>> start DATA TO USE

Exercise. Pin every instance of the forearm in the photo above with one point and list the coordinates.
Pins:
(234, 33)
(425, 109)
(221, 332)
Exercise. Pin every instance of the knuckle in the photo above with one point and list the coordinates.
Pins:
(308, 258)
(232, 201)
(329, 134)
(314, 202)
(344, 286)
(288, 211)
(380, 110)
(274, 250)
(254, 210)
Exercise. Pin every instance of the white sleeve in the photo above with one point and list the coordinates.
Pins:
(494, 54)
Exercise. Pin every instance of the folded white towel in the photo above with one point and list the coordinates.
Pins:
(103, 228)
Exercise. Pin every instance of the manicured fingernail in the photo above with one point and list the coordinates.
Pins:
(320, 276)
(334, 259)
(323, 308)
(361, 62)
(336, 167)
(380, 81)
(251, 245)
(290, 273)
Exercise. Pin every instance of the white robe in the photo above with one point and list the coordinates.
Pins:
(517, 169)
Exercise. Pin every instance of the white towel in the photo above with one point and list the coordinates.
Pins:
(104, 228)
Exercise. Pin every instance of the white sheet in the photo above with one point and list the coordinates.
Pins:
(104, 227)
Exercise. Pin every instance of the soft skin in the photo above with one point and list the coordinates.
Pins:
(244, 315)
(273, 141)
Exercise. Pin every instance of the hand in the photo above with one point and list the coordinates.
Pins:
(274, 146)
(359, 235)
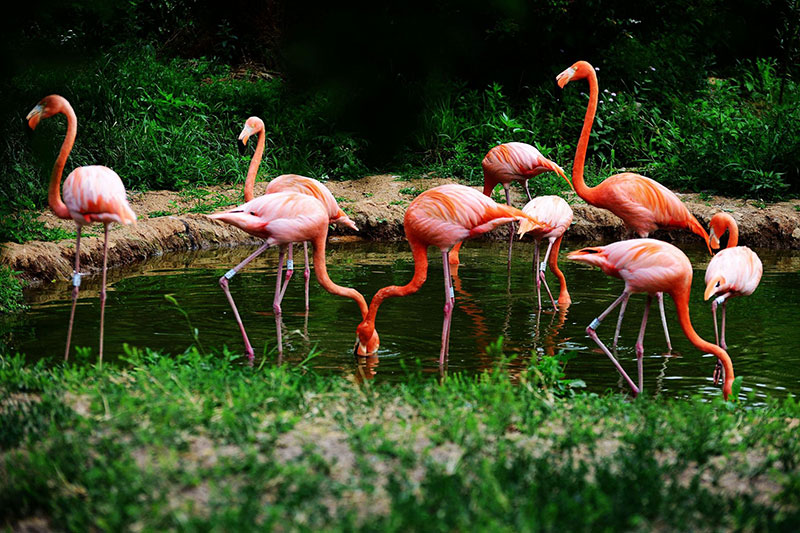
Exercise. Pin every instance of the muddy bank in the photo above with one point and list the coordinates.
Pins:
(171, 221)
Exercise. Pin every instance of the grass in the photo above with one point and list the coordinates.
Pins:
(201, 441)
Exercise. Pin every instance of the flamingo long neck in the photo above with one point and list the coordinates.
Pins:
(420, 252)
(252, 171)
(583, 143)
(682, 304)
(321, 271)
(54, 190)
(563, 295)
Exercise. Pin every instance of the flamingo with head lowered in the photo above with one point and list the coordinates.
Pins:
(644, 205)
(91, 194)
(288, 182)
(440, 217)
(652, 267)
(281, 218)
(734, 271)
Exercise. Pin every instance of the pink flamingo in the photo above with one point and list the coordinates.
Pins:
(288, 182)
(441, 217)
(734, 271)
(91, 194)
(643, 204)
(652, 267)
(555, 214)
(281, 218)
(504, 164)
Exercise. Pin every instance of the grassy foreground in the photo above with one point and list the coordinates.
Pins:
(201, 441)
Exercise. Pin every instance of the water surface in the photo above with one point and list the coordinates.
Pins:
(761, 333)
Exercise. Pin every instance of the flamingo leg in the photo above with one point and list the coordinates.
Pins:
(449, 302)
(103, 290)
(76, 283)
(307, 271)
(640, 343)
(591, 331)
(542, 268)
(660, 296)
(513, 225)
(619, 320)
(223, 282)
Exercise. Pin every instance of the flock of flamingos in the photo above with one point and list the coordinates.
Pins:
(298, 209)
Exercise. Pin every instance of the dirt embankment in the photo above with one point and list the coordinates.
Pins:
(171, 221)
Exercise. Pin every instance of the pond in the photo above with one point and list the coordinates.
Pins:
(490, 302)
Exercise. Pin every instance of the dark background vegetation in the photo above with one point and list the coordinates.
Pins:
(698, 95)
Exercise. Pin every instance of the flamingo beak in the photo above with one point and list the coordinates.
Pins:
(34, 116)
(565, 77)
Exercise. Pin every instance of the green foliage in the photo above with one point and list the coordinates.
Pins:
(10, 291)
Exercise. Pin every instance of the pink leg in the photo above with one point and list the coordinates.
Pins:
(542, 268)
(619, 320)
(512, 226)
(640, 343)
(223, 282)
(306, 272)
(76, 283)
(276, 301)
(660, 296)
(449, 302)
(591, 331)
(103, 291)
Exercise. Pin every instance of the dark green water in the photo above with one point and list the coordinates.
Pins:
(762, 334)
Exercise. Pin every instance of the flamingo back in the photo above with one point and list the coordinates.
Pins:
(553, 212)
(736, 270)
(96, 194)
(450, 213)
(516, 161)
(312, 187)
(645, 265)
(644, 204)
(279, 218)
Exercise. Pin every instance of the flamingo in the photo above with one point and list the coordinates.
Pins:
(281, 218)
(288, 182)
(441, 217)
(504, 164)
(556, 215)
(649, 266)
(734, 271)
(643, 204)
(91, 194)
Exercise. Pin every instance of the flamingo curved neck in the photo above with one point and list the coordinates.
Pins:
(420, 252)
(583, 142)
(321, 271)
(682, 304)
(54, 190)
(252, 170)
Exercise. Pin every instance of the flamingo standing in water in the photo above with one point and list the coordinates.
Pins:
(281, 218)
(441, 217)
(644, 205)
(652, 267)
(91, 194)
(504, 164)
(734, 271)
(288, 182)
(555, 214)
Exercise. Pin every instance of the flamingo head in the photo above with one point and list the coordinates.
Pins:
(720, 223)
(252, 126)
(367, 342)
(578, 71)
(46, 108)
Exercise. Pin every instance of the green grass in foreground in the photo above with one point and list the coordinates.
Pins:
(201, 441)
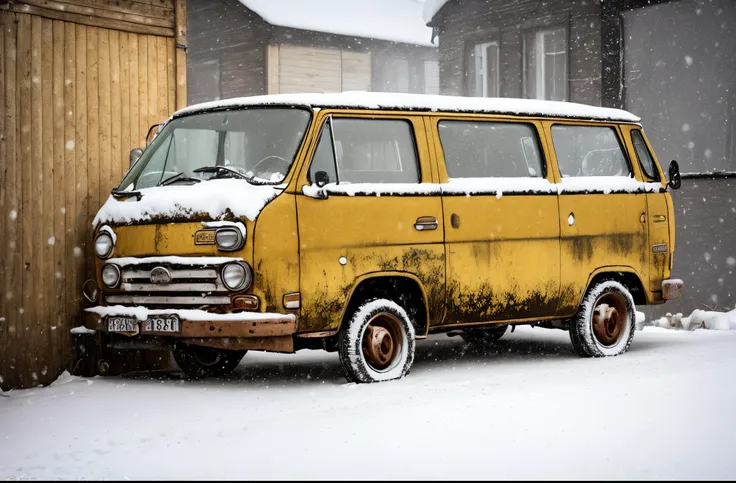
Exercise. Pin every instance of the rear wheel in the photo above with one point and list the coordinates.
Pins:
(199, 361)
(377, 343)
(484, 336)
(604, 324)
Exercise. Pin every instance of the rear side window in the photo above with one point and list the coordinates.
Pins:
(480, 149)
(645, 157)
(368, 151)
(589, 151)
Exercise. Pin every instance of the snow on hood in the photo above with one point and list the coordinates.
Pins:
(213, 198)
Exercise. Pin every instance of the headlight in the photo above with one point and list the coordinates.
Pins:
(236, 276)
(229, 239)
(110, 275)
(103, 245)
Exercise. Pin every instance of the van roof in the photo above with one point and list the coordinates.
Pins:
(423, 102)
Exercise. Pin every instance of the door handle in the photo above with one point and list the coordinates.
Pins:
(424, 223)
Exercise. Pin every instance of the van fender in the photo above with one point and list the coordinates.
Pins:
(376, 275)
(614, 270)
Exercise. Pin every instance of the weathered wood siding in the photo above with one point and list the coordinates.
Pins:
(233, 52)
(463, 23)
(79, 88)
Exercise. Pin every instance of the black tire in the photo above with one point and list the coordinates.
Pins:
(391, 334)
(199, 361)
(484, 336)
(605, 322)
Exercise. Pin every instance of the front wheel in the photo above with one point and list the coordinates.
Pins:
(377, 344)
(604, 324)
(199, 361)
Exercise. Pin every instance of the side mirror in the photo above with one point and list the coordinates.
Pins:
(135, 154)
(321, 178)
(151, 130)
(675, 178)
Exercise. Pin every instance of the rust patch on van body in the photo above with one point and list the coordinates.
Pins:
(483, 304)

>> end DATA TO USE

## WHAT NEEDS TO BE DONE
Reproduce verbatim the lines of the material starting at the line that contains "Exercise. Pin every instance of the side" and running through the end of the material, both ends included.

## EXERCISE RESULT
Exercise. Pin every instance of the side mirror in the photo above with one point and list the coordinates.
Pins:
(135, 154)
(321, 178)
(151, 130)
(675, 178)
Exercise. Pin every instance of the rust patch on van body in the photo above with one point and list the coordinates.
Pins:
(483, 304)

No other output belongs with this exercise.